— EXTRACT —
..............................

Brent Crude is the benchmark used for the light oil market in Europe, Africa, and the Middle East, originating from oil fields in the North Sea between the Shetland Islands and Norway.
Brent Crude lost ground two weeks ago with a stronger USD, weaker Chinese equities, and bearish industrial metals. As of late, Brent Crude has developed a proclivity to be dragged down by overall bearish sentiment and spike higher thereafter.
This proclivity is in line with a fundamentally tight market that is clearly conscious of an imminent recession. Our previous article, "Have we reached the bottom?" explores the substantiation of the recession claim. Nevertheless, the fear regarding a recession is echoed in the trading of Brent Crude which is marked by selloffs occurring during periods of broad-based risk-off sentiment which is the followed by spikes at higher prices as the risk-off sentiment eases a bit. This behaviour is illustrated in the chart below and ultimately suggests that the crude oil market is tight.
Notably, there is growing expectations that Brent Crude is heading to USD125/bl and will average USD115/b in Q1'23 and USD125/b in Q2'23 (Schieldrop, 2022).
Compounding recession fears is the fact that EU sanctions on Russian seaborne crude are drawing closer. Financial institutions in the EU will no longer be allowed to insure or provide financial services connected with seaborne Russian crude oil from 5 December onward (Schieldrop, 2022). EU insurance companies are dominant in global shipping with gross estimates that it accounts for 90% of global shipping insurance. While Russia could look for non-EU insurers, the fact of the matter is that many of the non-EU insurers rely upon the more dominant EU insurers. Ultimately, the risk of the ban is that it will lead to a sharp drop in Russian exports of seaborne crude oil.
Even though the EU financial ban enlivens on 5 December there have been fears that it will prevent Russian crude oil from flowing into the market thus leading to a huge spike in crude oil prices. To counter this risk, the G7 has proposed a "price cap" where consumers can purchase seaborne Russian crude and still get EU financial services needed for the purchase if they only pay a maximum capped price for the crude oil of USD60/b (Schieldrop, 2022). The idea is that Russian oil exports would keep flowing while depriving Russia of elevated oil export income. Notably, the lack of details associated with the "price cap" plan has led the market to adopt uncertainty and thereby reframe from ordering Russian seaborne crude for December.
The rapidly appreciating USD is now a direct threat to the affordability of crude oil for already-strained global energy consumers. To understand why an appreciating USD is detrimental to energy consumers it must be noted that (1) that oil (at least largely) is priced in USD and (2) there exists an inverse relationship between USD and the price of oil. As such, when the USD becomes stronger it becomes relatively more expensive to purchase oil.

..............................

— AVAILABLE DATA —
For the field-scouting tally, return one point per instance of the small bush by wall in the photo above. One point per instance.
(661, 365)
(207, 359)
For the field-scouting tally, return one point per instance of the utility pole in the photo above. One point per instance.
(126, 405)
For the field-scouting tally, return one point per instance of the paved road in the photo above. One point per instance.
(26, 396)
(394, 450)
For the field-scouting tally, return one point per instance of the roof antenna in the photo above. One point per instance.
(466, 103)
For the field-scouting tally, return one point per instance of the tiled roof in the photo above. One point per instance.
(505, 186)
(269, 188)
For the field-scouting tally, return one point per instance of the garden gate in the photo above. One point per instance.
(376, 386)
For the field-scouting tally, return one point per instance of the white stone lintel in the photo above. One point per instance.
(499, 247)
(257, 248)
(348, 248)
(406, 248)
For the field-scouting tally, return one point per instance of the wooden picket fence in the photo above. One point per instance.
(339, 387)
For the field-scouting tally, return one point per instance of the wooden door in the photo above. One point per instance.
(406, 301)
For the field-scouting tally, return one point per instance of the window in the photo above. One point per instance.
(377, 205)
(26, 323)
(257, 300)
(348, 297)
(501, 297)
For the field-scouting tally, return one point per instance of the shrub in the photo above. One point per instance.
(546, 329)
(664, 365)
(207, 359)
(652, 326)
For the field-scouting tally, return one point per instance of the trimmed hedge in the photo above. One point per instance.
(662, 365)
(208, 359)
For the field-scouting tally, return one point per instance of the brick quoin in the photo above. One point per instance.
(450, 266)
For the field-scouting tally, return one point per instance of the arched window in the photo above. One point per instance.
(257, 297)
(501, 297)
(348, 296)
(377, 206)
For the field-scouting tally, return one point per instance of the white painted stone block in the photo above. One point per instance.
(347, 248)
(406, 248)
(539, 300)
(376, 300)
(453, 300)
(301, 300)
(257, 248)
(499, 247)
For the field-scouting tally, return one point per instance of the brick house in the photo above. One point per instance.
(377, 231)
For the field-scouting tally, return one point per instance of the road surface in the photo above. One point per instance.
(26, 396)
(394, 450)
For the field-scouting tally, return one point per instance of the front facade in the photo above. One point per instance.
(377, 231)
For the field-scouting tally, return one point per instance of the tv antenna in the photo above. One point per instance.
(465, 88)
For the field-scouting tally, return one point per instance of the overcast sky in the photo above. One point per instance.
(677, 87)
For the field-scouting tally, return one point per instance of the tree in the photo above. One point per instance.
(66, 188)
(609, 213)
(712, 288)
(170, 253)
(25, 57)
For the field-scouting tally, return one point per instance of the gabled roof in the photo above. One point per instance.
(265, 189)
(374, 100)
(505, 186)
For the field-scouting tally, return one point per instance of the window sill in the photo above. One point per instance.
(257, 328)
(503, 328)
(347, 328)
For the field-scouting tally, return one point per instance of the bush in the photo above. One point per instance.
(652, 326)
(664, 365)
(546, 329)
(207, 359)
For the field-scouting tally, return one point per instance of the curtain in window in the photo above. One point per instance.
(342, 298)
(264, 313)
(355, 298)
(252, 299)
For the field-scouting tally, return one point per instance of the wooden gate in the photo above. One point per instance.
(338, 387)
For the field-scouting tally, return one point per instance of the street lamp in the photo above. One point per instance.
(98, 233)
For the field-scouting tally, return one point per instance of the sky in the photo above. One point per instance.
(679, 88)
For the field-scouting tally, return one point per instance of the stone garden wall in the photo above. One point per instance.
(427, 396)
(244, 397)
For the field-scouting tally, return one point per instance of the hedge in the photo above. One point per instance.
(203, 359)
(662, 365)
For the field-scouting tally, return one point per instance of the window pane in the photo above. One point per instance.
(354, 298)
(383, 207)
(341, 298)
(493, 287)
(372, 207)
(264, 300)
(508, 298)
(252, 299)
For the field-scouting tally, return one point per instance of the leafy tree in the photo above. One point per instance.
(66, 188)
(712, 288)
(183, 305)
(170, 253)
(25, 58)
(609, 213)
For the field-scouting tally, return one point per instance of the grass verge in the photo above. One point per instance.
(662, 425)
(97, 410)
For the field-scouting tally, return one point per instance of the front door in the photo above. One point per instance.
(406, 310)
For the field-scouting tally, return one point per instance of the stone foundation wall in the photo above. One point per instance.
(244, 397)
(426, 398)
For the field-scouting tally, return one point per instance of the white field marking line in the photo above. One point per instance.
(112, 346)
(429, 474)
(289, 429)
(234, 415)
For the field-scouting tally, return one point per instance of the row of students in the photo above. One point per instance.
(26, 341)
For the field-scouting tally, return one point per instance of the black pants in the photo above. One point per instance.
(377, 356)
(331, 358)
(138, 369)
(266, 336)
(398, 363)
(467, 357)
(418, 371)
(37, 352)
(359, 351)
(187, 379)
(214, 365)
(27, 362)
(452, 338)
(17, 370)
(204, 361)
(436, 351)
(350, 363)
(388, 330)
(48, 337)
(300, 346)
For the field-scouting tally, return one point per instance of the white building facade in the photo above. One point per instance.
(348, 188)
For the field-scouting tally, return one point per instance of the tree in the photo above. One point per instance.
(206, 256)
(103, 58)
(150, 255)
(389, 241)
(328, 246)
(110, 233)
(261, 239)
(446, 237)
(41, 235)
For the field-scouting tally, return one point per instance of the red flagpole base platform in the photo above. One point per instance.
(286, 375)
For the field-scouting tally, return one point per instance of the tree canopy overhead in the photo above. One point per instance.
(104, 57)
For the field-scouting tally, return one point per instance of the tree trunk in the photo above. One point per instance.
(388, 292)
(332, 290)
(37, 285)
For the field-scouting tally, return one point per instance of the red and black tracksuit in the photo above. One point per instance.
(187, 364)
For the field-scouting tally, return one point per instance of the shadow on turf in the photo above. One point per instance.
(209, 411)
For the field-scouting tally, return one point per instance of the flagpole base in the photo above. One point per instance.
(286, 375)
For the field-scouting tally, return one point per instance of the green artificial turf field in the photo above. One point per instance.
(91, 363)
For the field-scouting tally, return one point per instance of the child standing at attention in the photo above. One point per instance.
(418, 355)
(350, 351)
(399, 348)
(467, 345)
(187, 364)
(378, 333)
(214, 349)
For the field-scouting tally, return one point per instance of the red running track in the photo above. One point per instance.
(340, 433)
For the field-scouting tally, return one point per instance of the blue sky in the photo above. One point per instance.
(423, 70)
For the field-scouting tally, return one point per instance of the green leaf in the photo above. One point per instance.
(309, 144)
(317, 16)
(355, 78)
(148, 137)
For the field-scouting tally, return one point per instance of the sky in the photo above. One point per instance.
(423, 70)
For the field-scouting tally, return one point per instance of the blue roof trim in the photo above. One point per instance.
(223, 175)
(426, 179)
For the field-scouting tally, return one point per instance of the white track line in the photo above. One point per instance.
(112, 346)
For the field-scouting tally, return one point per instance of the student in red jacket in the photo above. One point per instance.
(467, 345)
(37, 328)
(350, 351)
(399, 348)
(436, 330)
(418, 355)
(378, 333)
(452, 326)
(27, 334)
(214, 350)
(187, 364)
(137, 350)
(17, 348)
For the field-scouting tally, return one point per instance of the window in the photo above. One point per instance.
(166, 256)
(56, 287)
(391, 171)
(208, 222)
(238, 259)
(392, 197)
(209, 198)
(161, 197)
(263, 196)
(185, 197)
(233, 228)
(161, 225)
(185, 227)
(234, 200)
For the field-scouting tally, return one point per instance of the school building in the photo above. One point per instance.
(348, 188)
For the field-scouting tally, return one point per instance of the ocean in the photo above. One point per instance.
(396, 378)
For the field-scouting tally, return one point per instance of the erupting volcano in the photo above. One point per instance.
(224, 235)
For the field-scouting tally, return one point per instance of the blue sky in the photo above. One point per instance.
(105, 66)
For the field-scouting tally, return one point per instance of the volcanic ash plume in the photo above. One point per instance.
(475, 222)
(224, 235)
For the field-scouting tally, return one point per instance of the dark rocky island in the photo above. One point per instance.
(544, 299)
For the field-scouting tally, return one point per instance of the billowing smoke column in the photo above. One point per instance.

..............................

— YOUR TASK —
According to the text about Brent Crude, what maximum price per barrel does the G7's proposed "price cap" set for seaborne Russian crude? Rely only on the text about Brent Crude for what comes next, not on the lines.

— COMPLETED EXERCISE —
The cap is USD60/b.